## ABOUT THIS TASK
From the entries that follow, copy each line containing the word "arch".

/---

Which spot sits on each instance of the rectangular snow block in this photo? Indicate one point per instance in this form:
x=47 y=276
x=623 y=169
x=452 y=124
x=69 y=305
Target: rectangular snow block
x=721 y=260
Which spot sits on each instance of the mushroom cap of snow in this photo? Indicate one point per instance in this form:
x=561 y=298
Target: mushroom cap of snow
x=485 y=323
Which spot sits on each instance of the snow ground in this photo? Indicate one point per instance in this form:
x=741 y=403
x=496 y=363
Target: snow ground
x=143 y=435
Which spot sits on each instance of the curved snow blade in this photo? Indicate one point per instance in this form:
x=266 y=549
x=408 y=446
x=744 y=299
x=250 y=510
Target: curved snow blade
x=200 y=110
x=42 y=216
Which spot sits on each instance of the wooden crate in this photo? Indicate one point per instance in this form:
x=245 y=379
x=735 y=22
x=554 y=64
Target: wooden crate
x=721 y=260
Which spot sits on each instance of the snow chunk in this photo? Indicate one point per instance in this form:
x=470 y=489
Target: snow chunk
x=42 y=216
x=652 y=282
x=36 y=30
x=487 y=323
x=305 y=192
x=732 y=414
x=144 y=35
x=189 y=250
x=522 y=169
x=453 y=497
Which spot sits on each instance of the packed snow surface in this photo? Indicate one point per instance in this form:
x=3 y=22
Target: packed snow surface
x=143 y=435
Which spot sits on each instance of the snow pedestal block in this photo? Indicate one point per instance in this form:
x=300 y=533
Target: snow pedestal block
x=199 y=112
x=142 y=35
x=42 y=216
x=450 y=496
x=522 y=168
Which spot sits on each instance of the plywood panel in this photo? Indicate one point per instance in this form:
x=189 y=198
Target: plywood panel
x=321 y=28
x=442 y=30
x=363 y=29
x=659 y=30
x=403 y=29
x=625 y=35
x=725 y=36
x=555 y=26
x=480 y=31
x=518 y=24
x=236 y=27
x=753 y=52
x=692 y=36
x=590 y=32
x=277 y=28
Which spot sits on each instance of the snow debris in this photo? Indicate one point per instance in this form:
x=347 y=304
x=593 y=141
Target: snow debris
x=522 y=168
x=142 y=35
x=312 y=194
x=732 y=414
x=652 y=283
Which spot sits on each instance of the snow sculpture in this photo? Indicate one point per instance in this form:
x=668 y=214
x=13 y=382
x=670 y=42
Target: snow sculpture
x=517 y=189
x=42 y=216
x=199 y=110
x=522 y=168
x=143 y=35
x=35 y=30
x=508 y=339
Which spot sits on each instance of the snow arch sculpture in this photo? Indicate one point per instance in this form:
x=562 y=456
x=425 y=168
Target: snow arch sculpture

\---

## TASK RESULT
Which spot sits on each instance of the snow arch sculpture in this photo? Indicate one point per instance in this form:
Target: snow arch sculpture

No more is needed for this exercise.